___ AVAILABLE DATA
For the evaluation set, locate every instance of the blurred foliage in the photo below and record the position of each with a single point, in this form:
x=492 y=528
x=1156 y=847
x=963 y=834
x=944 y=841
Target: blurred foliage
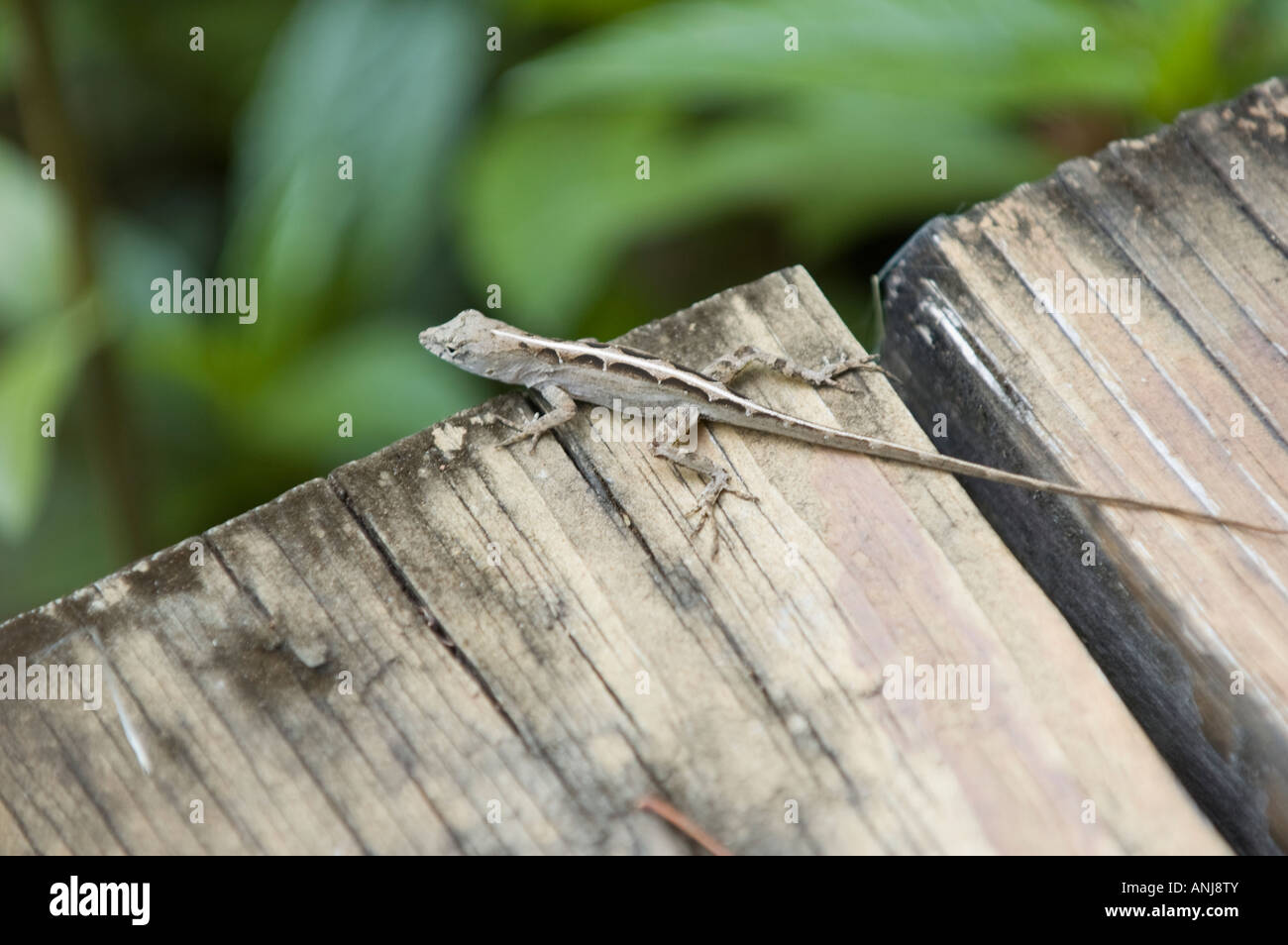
x=475 y=167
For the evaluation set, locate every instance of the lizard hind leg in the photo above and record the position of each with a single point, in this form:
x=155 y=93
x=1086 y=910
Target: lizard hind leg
x=728 y=368
x=681 y=426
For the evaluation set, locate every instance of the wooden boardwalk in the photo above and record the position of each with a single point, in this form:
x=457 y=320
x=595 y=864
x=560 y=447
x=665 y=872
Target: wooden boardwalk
x=1181 y=395
x=454 y=648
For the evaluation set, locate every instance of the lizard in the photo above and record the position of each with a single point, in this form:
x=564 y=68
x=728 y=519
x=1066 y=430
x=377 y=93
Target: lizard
x=590 y=370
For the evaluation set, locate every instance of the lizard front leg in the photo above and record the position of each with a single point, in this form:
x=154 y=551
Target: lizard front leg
x=562 y=409
x=728 y=368
x=678 y=425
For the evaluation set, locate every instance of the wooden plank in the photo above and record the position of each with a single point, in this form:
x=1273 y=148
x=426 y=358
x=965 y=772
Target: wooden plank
x=1180 y=399
x=542 y=635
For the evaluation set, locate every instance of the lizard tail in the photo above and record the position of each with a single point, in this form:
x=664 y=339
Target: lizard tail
x=949 y=464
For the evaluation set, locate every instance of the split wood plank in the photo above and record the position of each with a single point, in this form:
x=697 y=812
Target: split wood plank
x=536 y=643
x=1180 y=399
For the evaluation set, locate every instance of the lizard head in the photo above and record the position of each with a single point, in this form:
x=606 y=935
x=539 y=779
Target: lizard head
x=467 y=340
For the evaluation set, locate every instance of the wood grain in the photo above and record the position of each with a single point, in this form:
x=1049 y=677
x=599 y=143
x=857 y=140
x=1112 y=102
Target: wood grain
x=1181 y=400
x=540 y=639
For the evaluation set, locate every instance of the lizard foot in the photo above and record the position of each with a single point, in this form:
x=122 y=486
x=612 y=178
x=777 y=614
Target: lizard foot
x=825 y=376
x=707 y=501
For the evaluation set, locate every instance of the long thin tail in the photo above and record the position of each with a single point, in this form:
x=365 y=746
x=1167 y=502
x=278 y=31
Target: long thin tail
x=884 y=450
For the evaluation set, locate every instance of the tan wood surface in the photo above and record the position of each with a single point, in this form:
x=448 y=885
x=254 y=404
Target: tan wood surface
x=1184 y=399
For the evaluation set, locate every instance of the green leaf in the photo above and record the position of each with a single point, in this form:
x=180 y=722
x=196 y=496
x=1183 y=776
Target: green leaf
x=385 y=84
x=35 y=232
x=378 y=374
x=832 y=140
x=38 y=372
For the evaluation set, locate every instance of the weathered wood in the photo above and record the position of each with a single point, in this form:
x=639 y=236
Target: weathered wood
x=1147 y=403
x=541 y=632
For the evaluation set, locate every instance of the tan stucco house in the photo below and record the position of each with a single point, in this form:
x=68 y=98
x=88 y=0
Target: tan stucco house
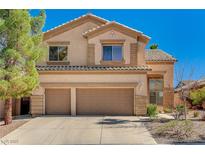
x=98 y=67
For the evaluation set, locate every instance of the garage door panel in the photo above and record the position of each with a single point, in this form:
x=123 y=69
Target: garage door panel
x=58 y=101
x=105 y=101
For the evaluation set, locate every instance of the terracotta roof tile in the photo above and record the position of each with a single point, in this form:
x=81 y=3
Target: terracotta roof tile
x=158 y=55
x=91 y=68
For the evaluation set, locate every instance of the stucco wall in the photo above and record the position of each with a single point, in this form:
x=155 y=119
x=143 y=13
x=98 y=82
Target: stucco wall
x=77 y=49
x=1 y=109
x=165 y=69
x=139 y=79
x=112 y=35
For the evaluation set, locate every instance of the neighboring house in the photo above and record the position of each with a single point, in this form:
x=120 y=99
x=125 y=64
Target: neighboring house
x=186 y=84
x=98 y=67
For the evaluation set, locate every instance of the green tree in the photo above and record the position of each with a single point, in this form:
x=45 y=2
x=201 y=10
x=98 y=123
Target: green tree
x=20 y=49
x=154 y=46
______
Output the lines above as a JSON list of strings, one string per line and no strings for blank lines. Omit the pictures.

▸ SOLUTION TO THE EXERCISE:
[
  "For the evaluation set, locate every instance of the blurred foliage in the photo below and record the position of each with a single point, in this form:",
  "x=492 y=528",
  "x=1156 y=847",
  "x=963 y=834",
  "x=944 y=841",
  "Target: blurred foliage",
  "x=475 y=167",
  "For the evaluation set, locate every instance of the lizard hind leg in the photo above and record the position of each with a single point, in this form:",
  "x=155 y=93",
  "x=1086 y=910",
  "Target: lizard hind leg",
  "x=728 y=368",
  "x=681 y=426",
  "For the evaluation set, locate every instance of the wooden boardwalk in the photo above and record the position of each with a single point, in this form:",
  "x=457 y=320",
  "x=595 y=864",
  "x=560 y=447",
  "x=665 y=872",
  "Target: wooden boardwalk",
  "x=1181 y=395",
  "x=454 y=648",
  "For the evaluation set, locate every instance of the lizard in the photo above and record the position of each with a single point, in this form:",
  "x=564 y=68",
  "x=728 y=519",
  "x=1066 y=430",
  "x=377 y=93",
  "Target: lizard",
  "x=590 y=370",
  "For the evaluation set, locate every instance of the lizard front leg in the photo above and record the position of each with a single point, in this form:",
  "x=154 y=551",
  "Target: lizard front leg",
  "x=562 y=409",
  "x=728 y=368",
  "x=678 y=425",
  "For the evaluation set, locate every instance of the wooden plank in the photo above and record the position of each with a single point, in this form:",
  "x=1273 y=148",
  "x=426 y=358",
  "x=965 y=772",
  "Target: wooden plank",
  "x=1180 y=399",
  "x=542 y=635",
  "For the evaluation set, locate every instance of the lizard tail in the photo above and record the position of each with a single point, in this form:",
  "x=664 y=339",
  "Target: lizard tail",
  "x=949 y=464",
  "For the evaluation set, locate every instance of the split wood plank in the photo above and record the position of each with a single point, in this form:",
  "x=697 y=812",
  "Target: split wood plank",
  "x=536 y=643",
  "x=1180 y=399",
  "For the evaluation set, locate every instance of the lizard head in the photo above and record the position of each with a single point, in this form:",
  "x=606 y=935",
  "x=539 y=779",
  "Target: lizard head",
  "x=467 y=340",
  "For the evaluation set, locate every instance of the wood grain in the photo above and record the position of each with a single point, in this form:",
  "x=1049 y=677",
  "x=599 y=143",
  "x=857 y=140",
  "x=1112 y=102",
  "Target: wood grain",
  "x=1181 y=400",
  "x=540 y=639",
  "For the evaluation set, locate every instance of the lizard foot in the photo above and record the position of each with a single point, in this form:",
  "x=122 y=486",
  "x=612 y=178",
  "x=777 y=614",
  "Target: lizard foot",
  "x=825 y=376",
  "x=707 y=501",
  "For the evaluation set, locate every instance of the long thin tail in the photo above and record the position of each with a single point, in this form:",
  "x=365 y=746",
  "x=1167 y=502",
  "x=278 y=31",
  "Target: long thin tail",
  "x=884 y=450",
  "For the evaluation set, locate every instance of the tan wood surface in the photo above and record the position of each with a single point, in this form:",
  "x=448 y=885",
  "x=254 y=404",
  "Target: tan wood surface",
  "x=1184 y=399",
  "For the evaluation set, locate every instance of the green leaf in the photo above and record the position of each with a single point, in this form:",
  "x=180 y=722",
  "x=196 y=496",
  "x=1183 y=776",
  "Target: green leaf",
  "x=385 y=84",
  "x=35 y=232",
  "x=378 y=374",
  "x=832 y=140",
  "x=38 y=372",
  "For the evaluation set, locate every instance of the weathered wood in the photo above and record the position of each with a single point, in this form:",
  "x=639 y=236",
  "Target: weathered wood",
  "x=1147 y=403",
  "x=541 y=632",
  "For the evaluation set, locate every instance of the tan stucco house in the photo below and record the position of each with a single point, in this form:",
  "x=68 y=98",
  "x=88 y=0",
  "Target: tan stucco house",
  "x=98 y=67",
  "For the evaluation set, locate every instance of the garage door panel in the photo above and record the position of each with a single point, in this form:",
  "x=123 y=69",
  "Target: garage door panel",
  "x=58 y=101",
  "x=105 y=101",
  "For the evaluation set, locate every instance of the terracotta roof tile in the photo above and record the position of each with a single point, in this form:",
  "x=81 y=3",
  "Target: terracotta roof tile",
  "x=158 y=55",
  "x=91 y=68",
  "For the evaluation set, locate every instance of the stucco wall in the photo above and record the position of each with a single point, in this form:",
  "x=155 y=119",
  "x=143 y=13",
  "x=98 y=82",
  "Target: stucco wall",
  "x=77 y=49",
  "x=1 y=109",
  "x=165 y=69",
  "x=139 y=79",
  "x=112 y=35",
  "For the evaluation set, locate every instance of the neighboring house in the photo above and record the position of each with a single point, in this form:",
  "x=120 y=99",
  "x=125 y=64",
  "Target: neighboring house",
  "x=186 y=84",
  "x=98 y=67",
  "For the evaluation set, locate every instance of the green tree in the photo above and record the position of each with a single point, in this form:",
  "x=45 y=2",
  "x=201 y=10",
  "x=98 y=123",
  "Target: green tree",
  "x=20 y=49",
  "x=154 y=46"
]